**Task to complete**: Here the job is to print all of the entries below verbatim and leave out any picture.
──────── Working data
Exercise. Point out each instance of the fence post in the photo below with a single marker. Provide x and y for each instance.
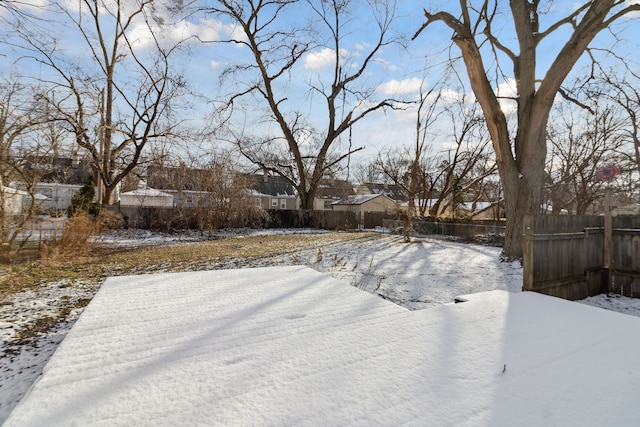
(608, 238)
(527, 254)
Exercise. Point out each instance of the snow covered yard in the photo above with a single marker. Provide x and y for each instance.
(421, 275)
(291, 346)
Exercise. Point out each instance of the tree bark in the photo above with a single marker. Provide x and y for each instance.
(521, 166)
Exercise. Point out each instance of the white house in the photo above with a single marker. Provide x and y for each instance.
(362, 203)
(146, 197)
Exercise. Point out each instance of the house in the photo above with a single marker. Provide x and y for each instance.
(12, 201)
(271, 192)
(330, 191)
(364, 203)
(631, 209)
(472, 210)
(393, 191)
(146, 197)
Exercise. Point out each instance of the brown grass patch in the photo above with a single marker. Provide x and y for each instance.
(98, 263)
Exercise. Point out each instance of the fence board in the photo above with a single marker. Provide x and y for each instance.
(563, 256)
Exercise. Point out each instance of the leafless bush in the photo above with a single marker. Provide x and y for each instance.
(74, 241)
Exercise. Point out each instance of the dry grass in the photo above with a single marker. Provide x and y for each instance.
(98, 263)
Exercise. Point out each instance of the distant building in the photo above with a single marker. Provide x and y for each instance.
(146, 197)
(12, 200)
(271, 192)
(363, 203)
(331, 191)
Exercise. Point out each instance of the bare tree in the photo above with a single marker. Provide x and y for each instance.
(626, 93)
(521, 157)
(581, 142)
(116, 98)
(21, 153)
(435, 182)
(301, 151)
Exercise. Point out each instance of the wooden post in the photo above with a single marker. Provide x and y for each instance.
(608, 237)
(527, 255)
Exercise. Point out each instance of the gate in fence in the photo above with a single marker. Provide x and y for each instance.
(564, 256)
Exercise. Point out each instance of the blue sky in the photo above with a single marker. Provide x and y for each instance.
(397, 72)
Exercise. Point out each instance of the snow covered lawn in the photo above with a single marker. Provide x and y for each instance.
(291, 346)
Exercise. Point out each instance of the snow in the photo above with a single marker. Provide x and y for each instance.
(424, 276)
(291, 346)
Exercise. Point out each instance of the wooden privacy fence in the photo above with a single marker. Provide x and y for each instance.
(564, 256)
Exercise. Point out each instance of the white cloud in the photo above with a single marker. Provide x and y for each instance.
(507, 93)
(401, 87)
(316, 61)
(390, 66)
(34, 7)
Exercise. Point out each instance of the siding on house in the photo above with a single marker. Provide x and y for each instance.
(147, 197)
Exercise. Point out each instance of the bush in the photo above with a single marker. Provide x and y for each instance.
(74, 241)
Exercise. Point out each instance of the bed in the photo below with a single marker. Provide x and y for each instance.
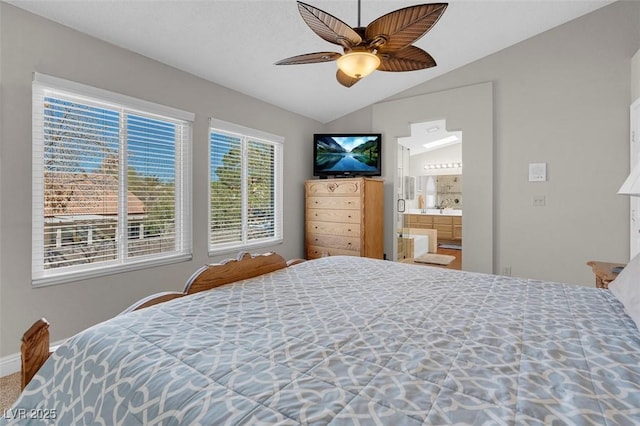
(349, 340)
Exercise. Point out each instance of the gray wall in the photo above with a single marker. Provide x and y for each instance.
(562, 98)
(30, 43)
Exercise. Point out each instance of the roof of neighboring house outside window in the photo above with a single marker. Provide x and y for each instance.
(79, 194)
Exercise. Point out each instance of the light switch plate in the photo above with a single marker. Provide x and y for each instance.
(537, 172)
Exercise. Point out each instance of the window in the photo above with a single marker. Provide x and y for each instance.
(245, 187)
(110, 185)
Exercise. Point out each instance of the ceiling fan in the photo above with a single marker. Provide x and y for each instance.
(385, 44)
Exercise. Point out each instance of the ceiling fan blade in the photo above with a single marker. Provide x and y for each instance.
(328, 26)
(410, 58)
(346, 80)
(402, 27)
(310, 58)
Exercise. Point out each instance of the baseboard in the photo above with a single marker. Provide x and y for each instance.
(11, 364)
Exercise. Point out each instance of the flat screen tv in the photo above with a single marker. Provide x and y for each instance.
(347, 154)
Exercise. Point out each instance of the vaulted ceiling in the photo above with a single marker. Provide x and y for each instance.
(235, 43)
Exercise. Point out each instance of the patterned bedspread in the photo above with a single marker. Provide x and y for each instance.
(346, 340)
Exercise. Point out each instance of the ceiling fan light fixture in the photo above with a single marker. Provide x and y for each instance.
(358, 64)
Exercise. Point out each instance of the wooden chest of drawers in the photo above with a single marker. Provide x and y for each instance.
(344, 217)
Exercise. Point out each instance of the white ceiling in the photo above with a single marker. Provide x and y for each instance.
(235, 43)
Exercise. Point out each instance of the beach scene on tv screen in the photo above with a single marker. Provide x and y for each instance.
(354, 154)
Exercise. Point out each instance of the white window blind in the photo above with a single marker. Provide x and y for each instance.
(110, 183)
(245, 188)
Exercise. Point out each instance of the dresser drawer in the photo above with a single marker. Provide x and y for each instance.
(331, 228)
(334, 241)
(313, 252)
(341, 187)
(334, 203)
(348, 216)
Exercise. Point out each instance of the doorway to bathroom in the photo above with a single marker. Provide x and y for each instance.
(430, 198)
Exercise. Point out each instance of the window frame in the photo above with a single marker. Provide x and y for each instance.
(245, 134)
(48, 86)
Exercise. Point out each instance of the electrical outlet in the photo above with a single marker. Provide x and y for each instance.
(539, 200)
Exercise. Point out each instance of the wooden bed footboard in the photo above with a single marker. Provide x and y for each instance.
(35, 341)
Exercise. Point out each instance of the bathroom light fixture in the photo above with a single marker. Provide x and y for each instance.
(442, 166)
(441, 142)
(631, 185)
(358, 63)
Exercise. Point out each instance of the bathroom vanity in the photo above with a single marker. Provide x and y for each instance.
(448, 222)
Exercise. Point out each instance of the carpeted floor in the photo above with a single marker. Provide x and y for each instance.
(9, 390)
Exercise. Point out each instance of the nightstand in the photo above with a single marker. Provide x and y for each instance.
(604, 272)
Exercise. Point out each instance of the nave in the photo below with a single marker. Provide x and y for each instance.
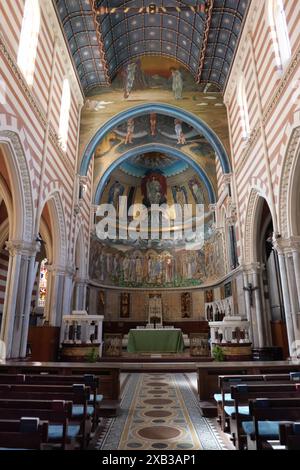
(149, 225)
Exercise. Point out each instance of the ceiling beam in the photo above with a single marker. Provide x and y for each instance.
(100, 42)
(209, 11)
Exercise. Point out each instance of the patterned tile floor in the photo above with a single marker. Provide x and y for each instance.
(160, 412)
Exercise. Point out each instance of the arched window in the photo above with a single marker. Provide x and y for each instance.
(280, 32)
(29, 39)
(42, 294)
(64, 114)
(244, 113)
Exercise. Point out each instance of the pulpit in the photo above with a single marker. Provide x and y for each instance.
(81, 336)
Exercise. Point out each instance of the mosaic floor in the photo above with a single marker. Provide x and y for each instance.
(160, 411)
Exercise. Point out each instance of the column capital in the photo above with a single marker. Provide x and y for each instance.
(57, 269)
(81, 281)
(286, 245)
(251, 268)
(21, 247)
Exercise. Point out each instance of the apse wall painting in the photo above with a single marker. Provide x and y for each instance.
(149, 72)
(145, 268)
(152, 79)
(142, 132)
(154, 189)
(110, 265)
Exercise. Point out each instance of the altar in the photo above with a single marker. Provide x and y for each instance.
(155, 340)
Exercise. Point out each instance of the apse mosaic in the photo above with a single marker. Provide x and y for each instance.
(151, 268)
(149, 79)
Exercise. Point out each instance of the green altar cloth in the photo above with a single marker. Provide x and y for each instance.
(155, 340)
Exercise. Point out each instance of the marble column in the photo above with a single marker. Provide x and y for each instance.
(68, 291)
(80, 294)
(55, 296)
(252, 276)
(295, 249)
(293, 293)
(22, 269)
(248, 306)
(286, 294)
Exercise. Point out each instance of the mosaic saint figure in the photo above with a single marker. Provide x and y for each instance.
(153, 123)
(179, 132)
(179, 195)
(153, 191)
(177, 83)
(139, 270)
(196, 190)
(126, 268)
(130, 131)
(115, 192)
(129, 78)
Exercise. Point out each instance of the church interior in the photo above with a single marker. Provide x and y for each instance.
(150, 225)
────────────────
**Reply to the task**:
Exercise. Point out each instance of the fence post in the photo below with a single marker. Provide x and y for each instance.
(608, 238)
(527, 254)
Exercise. Point out each instance of the snow covered yard in the photo above with a single marker. Provide x and y for each instance.
(421, 275)
(291, 346)
Exercise. Point out each instance of the tree bark in the photo above with a single marker. Provide x and y for each instance.
(521, 166)
Exercise. Point out each instance of the white house in the photo above with a single marker. Provide x and y for each instance.
(362, 203)
(146, 197)
Exercise. Point out each instance of the house in the photo above with a single marker. Provide x and y for each instance.
(12, 201)
(271, 192)
(330, 191)
(364, 203)
(631, 209)
(472, 210)
(393, 191)
(146, 197)
Exercise. Point out each instance of the brown grass patch in the photo above with a single marker. Provide x and y for each instance.
(98, 263)
Exercise. Point out each instance of the fence board in the photo above with a single marker. Provide x and y for each instance.
(563, 256)
Exercise. Point out each instance of the leafless bush in the photo above with a single marker. Provide x and y for each instance.
(74, 241)
Exercise. Point out each instance of the dry grass in the photo above with a single marker. Provide x and y for each instance.
(98, 263)
Exercise. Point out each instance of the distant building in the photo above with a single marker. Provide x and y for each instance.
(146, 197)
(12, 200)
(271, 192)
(363, 203)
(331, 191)
Exercise. Point out each instance of the bare tree in the photo above with a single marker. Provide x and y for each instance.
(626, 93)
(521, 157)
(581, 142)
(116, 98)
(21, 153)
(435, 182)
(301, 151)
Exercise. Point out each instance of the wooden post in the photo above with a single marker. Provide x and y for each instance.
(608, 237)
(527, 255)
Exercise. Point out each instance of the gate in fence in the photo above with a single marker. Provide x and y for each instance.
(564, 256)
Exercise. Point out each instance of the blue sky in the photo above with a single marker. Provide x and y for each instance.
(397, 72)
Exercise. Point out each instance of the snow covered lawn in the photo above with a single marker. Provide x and y for each instance.
(291, 346)
Exercise. Point out each instance of the snow in the photo above with a single marker. Provide x and y for each instance.
(424, 276)
(291, 346)
Exercise. Point out each instance of the wooden privacy fence in the photo above with a single marker. Provide x and y for each instance.
(564, 256)
Exercise. Point out each instance of the white cloud in the photo above with a single marker. Provide x and y for each instance.
(507, 93)
(401, 87)
(316, 61)
(390, 66)
(34, 7)
Exercise. Point out each instance of the siding on house in the photo above with a single marker. Provide x and y for each instance.
(147, 197)
Exercise. Point out each instance of the bush in the photo above with a single marker. Provide x and y for each instance.
(74, 241)
Exercise. Point out each instance of the bed in the photo below with a single marker. Provide x and y for each instance.
(349, 340)
Exercise. Point out each instance of the gray wall in the photo above with a single marker. Provide x and y for each instance.
(562, 98)
(30, 43)
Exercise. Point out each instance of the roof of neighboring house outside window in the photo above with a single marker. Provide x and y for each instance.
(79, 194)
Exercise. Point out each instance of the light switch plate in the photo above with a single marker. Provide x and y for each instance.
(537, 172)
Exercise. Point out each instance of the window in the photo above with a single marker. Provide x and y for each instance.
(245, 187)
(110, 185)
Exercise. Point out each instance of the ceiling fan in the photo above with a single marker. Provide x and y for each instance.
(385, 44)
Exercise. Point out each instance of the ceiling fan blade in the photo above with a single marker. Provide x and y for each instance.
(328, 26)
(410, 58)
(346, 80)
(402, 27)
(310, 58)
Exercise. Point out each instance of the baseboard in the photo above with a single marker. Provide x and y for each instance.
(11, 364)
Exercise. Point out each instance of the flat screen tv in the photo above with a single marker. Provide x and y for each instance.
(347, 154)
Exercise. Point out each instance of the vaulted ceiling in the photo above with a single marker. Provide x and y for each instance.
(235, 43)
Exercise. Point out each instance of the patterned bedspread in the photo above with a single marker. Provide x and y for each instance.
(346, 340)
Exercise. Point out each instance of the ceiling fan light fixture in the photo above with a single marker. Provide x and y for each instance.
(358, 64)
Exercise. Point out each instance of the wooden chest of drawers in the photo above with a single marker. Provide x and y for each instance.
(344, 217)
Exercise. Point out each instance of the white ceiling in the photo above with a single marker. Provide x and y for each instance.
(235, 43)
Exercise. Point out each instance of the beach scene on tv screen in the photo above with a single marker. Provide x and y for each instance.
(354, 154)
Exercise. Point out each instance of the white window blind in the photo above with a single marker. Provide x and y for each instance.
(110, 183)
(245, 188)
Exercise. Point out each instance of the dresser drawer in the photo above with a single marker. Provide x and y for each instance.
(331, 228)
(334, 241)
(313, 252)
(341, 187)
(334, 203)
(348, 216)
Exercise. Point out each instance of the doorway to bathroom in the photo above with a single marker. Provide x and y for each instance.
(430, 198)
Exercise. Point out each instance of the window frame in the photo above with a single marker. Provide x and y for each instance.
(245, 134)
(48, 86)
Exercise. Point out each instance of the electrical outlet in the photo above with a single marker. Provide x and y for each instance.
(539, 200)
Exercise. Point out each instance of the wooden bed footboard in the photo above with a single marker. Provide x and y for each instance.
(35, 341)
Exercise. Point out each instance of the bathroom light fixture in the photo above with a single marker. Provide x and y for each instance.
(442, 166)
(441, 142)
(631, 185)
(358, 63)
Exercise. Point out each instance of the bathroom vanity in the photo above with a single marker. Provide x and y for each instance.
(448, 222)
Exercise. Point out each instance of the carpeted floor in the photo above with a single marker. Provide x and y for each instance.
(9, 390)
Exercise. Point out each instance of the nightstand in the photo above with a single marker. Provide x and y for each instance.
(604, 272)
Exercise. Point out each instance of the nave in the photo below with a single marker. Provide x and y for each instance.
(149, 225)
Exercise. Point out each instance of the ceiling beam in the photo above with a single marker. Provide x and y for each instance.
(100, 42)
(209, 11)
Exercise. Point out each instance of the patterned tile floor in the photo above with a single marker. Provide x and y for each instance.
(160, 412)
Exercise. Point out each instance of the arched window in the photo above with a single marker. Provide x and y for each instance.
(280, 32)
(29, 39)
(42, 294)
(64, 114)
(244, 113)
Exercise. Point out each instance of the pulpit in the photo above with a single marker. Provide x and y for each instance.
(81, 336)
Exercise. Point out each instance of the mosaic floor in the photo above with a single marker. Provide x and y for each instance.
(160, 411)
Exercise. Point out each instance of the column capital in the photo above with a single marker. Provide x and y for each instance.
(57, 269)
(81, 281)
(286, 245)
(251, 268)
(21, 247)
Exercise. Point out each instance of the apse wall painting in the photo above with a single marker. Provide x and y for each instance.
(149, 72)
(145, 268)
(152, 79)
(142, 132)
(154, 189)
(110, 265)
Exercise. Point out each instance of the altar in the photo above with a single marker. Provide x and y for each instance.
(155, 340)
Exercise. Point out each instance of the apse mosaic in the photo above with a single marker. Provide x and y for each instance.
(151, 268)
(149, 79)
Exercise. Point out each instance of the green altar cloth in the photo above with a single marker. Provide x and y for each instance.
(155, 340)
Exercise. Point out each instance of the marble column in the photo above with a single marker. Provide x and y for each instance.
(68, 291)
(80, 294)
(55, 296)
(252, 276)
(295, 249)
(293, 293)
(22, 269)
(248, 306)
(286, 294)
Exercise. Point out each instance of the mosaic saint figure in the photo above with a single marker. Provide x and y for each instance.
(153, 123)
(179, 132)
(179, 195)
(153, 191)
(177, 83)
(139, 270)
(196, 190)
(126, 268)
(130, 131)
(115, 192)
(129, 78)
Exercise. Point out each instance of the church interior in the photo above with a single marker. Provide x and y for each instance.
(150, 225)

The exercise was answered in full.